WORK REQUIRED =
Pull out each row below that contains the string "element". Match upper and lower case precisely.

DATASET =

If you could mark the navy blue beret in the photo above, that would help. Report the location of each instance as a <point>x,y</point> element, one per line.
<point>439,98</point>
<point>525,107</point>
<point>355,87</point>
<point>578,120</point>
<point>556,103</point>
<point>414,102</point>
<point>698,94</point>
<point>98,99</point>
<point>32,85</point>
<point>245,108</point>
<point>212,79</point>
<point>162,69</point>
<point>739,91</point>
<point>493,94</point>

---

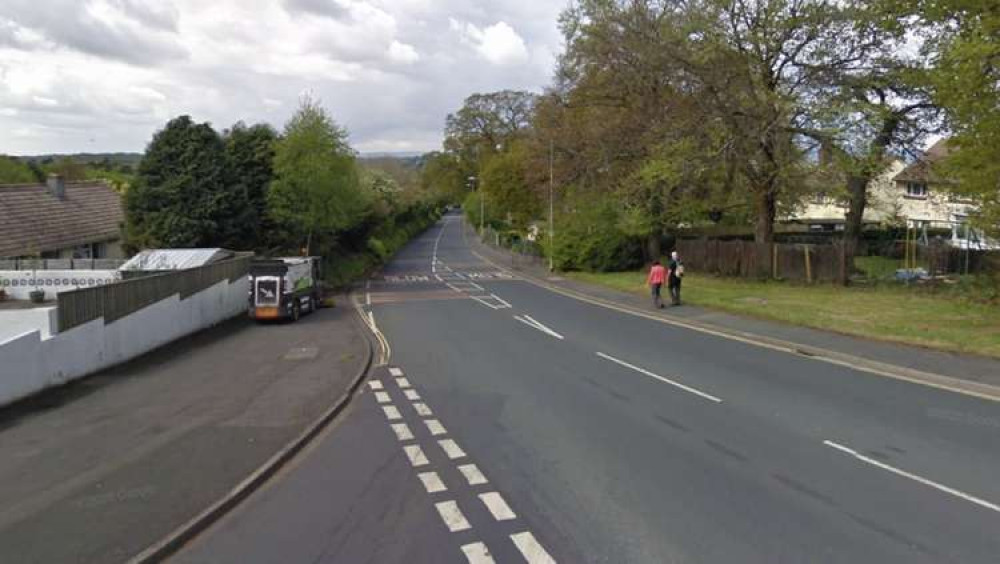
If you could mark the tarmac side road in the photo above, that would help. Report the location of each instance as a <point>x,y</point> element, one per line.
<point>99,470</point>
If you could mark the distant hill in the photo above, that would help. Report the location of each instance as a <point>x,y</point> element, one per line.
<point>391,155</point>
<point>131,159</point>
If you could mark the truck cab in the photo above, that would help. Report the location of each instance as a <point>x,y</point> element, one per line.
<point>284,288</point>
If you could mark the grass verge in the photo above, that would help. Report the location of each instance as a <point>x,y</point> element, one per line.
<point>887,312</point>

TASK RESPONSE =
If you could mark the navy blue beret in the photo above, that would help. Report the location of each instance as a <point>x,y</point> element, one per line.
If you could mark the tarmac side road in the photo above, that would help. Report the location of each instance as a <point>x,y</point> element, one per line.
If you could mark the distant hill in the photo above, that would help. Report the location of each instance as a <point>x,y</point> element, one per line.
If you could mark the truck cab in the photo above, that would help. Report the location of each instance as a <point>x,y</point> element, one per line.
If you could mark the grass verge in the photo above, that would help. Report the location of each instance as a <point>x,y</point> element, one per line.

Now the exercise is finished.